*WRITTEN EXERCISE 1*
In the passage about the day of a Sikh cremation, who generally starts the cremation process?
*WRITTEN EXERCISE 2*
Swap "button" for "switch" and write out the passage about the day of a Sikh cremation between "At the point" and "about 30 to 60 minutes.", inclusive.

The day of the cremation 

On the day of the cremation, the body is taken to the Gurdwara or home where Shabads (hymns) from the Guru Granth Sahib, the Sikh Scriptures, are recited by the congregation, which induce feeling of consolation and courage. Kirtan may also be performed by Ragis while the relatives of the deceased recite "Waheguru". This service normally takes from 30 to 60 minutes. At the conclusion of the service, an Ardas is said before the body is taken to the cremation site.

At the point of cremation, a few Shabads are sung and final speeches are made about the deceased person. Then the Kirtan Sohila (night time prayer) is recited and finally Ardas called the "Antim Ardas" ("Final Prayer") is offered. The eldest son or a close relative generally starts the cremation process – by  lighting the fire or pressing the button for the burning to begin. This service usually lasts about 30 to 60 minutes.

*ITEMS*
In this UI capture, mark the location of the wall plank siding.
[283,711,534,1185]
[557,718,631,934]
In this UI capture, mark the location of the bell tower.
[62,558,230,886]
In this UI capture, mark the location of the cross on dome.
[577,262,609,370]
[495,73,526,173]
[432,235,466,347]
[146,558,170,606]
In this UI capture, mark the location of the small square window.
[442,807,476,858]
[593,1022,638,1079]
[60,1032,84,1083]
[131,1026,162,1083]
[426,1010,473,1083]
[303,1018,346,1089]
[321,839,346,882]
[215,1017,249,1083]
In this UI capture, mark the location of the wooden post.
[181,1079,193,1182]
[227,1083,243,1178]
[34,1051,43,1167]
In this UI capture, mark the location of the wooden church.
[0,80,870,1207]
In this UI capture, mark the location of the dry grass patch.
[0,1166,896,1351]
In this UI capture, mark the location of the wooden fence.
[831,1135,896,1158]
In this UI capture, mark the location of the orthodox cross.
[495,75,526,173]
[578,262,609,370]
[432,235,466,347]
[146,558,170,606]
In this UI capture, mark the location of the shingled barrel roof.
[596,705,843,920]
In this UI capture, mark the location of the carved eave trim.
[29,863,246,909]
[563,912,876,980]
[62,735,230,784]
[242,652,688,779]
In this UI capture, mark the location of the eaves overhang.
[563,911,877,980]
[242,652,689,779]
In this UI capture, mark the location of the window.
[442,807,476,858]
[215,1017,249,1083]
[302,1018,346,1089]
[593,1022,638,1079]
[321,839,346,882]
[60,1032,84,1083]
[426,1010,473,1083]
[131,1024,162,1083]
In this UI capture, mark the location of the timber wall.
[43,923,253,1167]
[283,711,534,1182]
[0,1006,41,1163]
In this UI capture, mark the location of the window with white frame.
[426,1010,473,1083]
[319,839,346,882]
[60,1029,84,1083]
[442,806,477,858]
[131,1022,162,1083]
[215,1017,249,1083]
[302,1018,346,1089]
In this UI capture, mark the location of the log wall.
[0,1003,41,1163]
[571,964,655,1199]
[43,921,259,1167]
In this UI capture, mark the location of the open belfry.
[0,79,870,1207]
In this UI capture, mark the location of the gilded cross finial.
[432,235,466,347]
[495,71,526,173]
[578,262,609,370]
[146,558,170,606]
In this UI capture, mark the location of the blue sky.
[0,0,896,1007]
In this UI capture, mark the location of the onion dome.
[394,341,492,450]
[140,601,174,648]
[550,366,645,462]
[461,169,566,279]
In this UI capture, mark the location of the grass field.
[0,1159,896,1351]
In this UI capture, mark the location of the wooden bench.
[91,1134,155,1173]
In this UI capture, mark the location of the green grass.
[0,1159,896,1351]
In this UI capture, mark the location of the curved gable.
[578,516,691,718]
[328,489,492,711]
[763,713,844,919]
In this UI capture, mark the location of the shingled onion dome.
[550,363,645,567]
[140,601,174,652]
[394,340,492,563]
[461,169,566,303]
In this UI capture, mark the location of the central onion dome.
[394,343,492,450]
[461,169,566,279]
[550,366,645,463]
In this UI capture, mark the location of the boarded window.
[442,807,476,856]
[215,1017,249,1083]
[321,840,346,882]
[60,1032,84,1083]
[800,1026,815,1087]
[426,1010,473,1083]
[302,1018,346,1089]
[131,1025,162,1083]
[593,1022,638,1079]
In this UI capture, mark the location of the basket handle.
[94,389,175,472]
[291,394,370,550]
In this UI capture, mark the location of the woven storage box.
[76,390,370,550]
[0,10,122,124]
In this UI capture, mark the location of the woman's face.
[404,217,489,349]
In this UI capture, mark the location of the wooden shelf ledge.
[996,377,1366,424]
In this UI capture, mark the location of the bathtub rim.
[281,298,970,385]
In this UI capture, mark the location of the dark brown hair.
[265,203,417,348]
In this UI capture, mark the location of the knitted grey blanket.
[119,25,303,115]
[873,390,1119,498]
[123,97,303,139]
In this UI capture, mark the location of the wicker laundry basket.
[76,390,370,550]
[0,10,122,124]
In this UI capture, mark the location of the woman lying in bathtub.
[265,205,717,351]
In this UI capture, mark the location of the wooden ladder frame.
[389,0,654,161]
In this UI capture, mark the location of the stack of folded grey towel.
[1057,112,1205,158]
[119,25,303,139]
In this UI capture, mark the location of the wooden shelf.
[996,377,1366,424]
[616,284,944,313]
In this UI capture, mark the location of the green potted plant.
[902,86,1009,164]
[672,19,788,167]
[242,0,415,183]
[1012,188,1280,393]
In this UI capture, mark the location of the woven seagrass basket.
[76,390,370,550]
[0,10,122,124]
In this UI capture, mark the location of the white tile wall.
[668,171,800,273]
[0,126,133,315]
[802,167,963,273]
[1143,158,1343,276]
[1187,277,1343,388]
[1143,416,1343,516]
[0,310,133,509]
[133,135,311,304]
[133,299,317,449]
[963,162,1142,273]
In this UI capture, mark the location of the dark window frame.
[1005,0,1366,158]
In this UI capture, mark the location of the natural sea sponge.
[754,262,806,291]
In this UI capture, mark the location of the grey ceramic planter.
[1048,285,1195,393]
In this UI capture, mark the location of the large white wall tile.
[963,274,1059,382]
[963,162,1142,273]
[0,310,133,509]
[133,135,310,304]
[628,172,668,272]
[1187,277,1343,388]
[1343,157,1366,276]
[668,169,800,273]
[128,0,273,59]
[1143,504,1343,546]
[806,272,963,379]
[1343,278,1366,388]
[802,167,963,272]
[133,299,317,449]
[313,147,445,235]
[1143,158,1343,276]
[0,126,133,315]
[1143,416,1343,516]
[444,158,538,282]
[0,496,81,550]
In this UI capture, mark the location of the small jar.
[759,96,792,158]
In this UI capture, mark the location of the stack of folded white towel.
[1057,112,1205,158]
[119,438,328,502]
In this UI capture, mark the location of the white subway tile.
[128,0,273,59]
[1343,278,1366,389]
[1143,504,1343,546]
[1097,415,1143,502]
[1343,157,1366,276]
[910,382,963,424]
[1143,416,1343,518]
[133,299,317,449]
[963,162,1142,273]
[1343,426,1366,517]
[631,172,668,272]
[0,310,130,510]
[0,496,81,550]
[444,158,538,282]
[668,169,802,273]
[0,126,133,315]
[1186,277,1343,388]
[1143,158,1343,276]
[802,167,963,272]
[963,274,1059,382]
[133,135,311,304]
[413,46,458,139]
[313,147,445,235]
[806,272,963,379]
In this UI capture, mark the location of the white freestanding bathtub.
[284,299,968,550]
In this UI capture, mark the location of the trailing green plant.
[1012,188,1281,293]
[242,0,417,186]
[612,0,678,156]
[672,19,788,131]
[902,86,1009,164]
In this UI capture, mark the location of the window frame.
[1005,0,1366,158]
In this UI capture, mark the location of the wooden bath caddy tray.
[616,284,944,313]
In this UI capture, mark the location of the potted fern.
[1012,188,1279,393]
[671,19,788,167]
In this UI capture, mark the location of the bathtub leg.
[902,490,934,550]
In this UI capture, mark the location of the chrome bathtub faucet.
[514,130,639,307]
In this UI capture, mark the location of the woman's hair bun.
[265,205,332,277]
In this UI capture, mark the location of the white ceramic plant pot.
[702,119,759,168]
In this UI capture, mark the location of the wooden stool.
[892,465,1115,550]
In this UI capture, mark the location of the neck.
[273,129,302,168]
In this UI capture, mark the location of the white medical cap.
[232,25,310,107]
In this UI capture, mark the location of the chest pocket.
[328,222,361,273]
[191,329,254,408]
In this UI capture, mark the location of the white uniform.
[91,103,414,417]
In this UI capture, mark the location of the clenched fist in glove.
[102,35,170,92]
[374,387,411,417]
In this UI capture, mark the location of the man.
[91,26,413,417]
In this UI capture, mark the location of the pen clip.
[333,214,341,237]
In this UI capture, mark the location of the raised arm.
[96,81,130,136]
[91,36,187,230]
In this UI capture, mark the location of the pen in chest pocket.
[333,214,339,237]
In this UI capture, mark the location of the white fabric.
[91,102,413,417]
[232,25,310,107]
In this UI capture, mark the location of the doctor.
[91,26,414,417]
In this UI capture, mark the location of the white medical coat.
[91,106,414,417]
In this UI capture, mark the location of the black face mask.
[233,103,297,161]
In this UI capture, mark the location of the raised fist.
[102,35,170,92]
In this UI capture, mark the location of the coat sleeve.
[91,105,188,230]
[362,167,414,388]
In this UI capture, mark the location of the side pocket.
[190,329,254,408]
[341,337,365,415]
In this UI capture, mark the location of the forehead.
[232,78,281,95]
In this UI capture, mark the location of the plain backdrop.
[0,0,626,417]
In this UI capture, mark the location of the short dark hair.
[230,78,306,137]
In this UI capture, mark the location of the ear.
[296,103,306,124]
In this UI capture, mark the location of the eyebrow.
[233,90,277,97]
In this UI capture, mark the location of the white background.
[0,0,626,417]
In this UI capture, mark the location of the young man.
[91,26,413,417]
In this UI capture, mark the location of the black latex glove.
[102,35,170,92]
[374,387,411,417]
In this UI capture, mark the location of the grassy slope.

*EXPECTED OUTPUT 1*
The eldest son or a close relative.

*EXPECTED OUTPUT 2*
At the point of cremation, a few Shabads are sung and final speeches are made about the deceased person. Then the Kirtan Sohila (night time prayer) is recited and finally Ardas called the "Antim Ardas" ("Final Prayer") is offered. The eldest son or a close relative generally starts the cremation process – by  lighting the fire or pressing the switch for the burning to begin. This service usually lasts about 30 to 60 minutes.